(Stored data entries)
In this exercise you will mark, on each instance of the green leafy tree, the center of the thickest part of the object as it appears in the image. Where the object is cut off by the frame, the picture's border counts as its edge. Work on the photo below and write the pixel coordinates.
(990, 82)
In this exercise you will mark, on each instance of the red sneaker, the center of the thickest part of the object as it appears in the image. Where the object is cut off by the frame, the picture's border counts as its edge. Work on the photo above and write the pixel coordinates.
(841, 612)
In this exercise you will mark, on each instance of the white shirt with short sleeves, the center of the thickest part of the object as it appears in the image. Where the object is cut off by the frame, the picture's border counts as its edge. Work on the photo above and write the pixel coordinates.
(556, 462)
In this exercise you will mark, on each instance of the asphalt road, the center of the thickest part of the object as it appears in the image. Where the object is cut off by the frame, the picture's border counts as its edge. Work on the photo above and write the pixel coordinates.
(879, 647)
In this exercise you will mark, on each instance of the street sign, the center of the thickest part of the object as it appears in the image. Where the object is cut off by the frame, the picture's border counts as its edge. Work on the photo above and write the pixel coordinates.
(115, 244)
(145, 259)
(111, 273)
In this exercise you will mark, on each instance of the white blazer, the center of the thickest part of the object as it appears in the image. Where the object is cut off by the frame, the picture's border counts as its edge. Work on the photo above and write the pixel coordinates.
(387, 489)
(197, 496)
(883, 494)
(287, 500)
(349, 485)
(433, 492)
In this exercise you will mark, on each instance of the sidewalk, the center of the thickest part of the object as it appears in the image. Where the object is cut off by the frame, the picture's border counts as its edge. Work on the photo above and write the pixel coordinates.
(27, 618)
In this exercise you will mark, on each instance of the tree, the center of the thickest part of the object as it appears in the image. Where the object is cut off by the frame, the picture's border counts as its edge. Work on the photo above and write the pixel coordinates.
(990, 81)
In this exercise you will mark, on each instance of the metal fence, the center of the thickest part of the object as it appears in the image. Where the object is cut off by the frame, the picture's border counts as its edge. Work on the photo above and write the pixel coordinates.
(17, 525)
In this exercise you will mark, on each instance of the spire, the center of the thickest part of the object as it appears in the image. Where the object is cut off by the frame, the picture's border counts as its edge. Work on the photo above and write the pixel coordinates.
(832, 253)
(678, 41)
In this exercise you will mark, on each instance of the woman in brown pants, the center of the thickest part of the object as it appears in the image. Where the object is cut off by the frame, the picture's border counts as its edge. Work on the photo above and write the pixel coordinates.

# GIVEN TASK
Would you give again, word for word, every line from the one with "the spire, the" through the final line of the listing above?

# THE SOLUTION
In this exercise you will mark, on each instance of the spire, the center of the thickest part of the object as it appears in the image. Where the object is cut off by the frame, the picture's border counts as its edge. Work on the photo above and write the pixel coordinates.
(832, 253)
(678, 41)
In this exercise you will mark, on each instance of the woman in brown pants, the center of the thickest part of the object as it appears in the image. Where the object is cut off by the frame, the picture's border counts as its edge. Work on the photo above and write the pixel coordinates.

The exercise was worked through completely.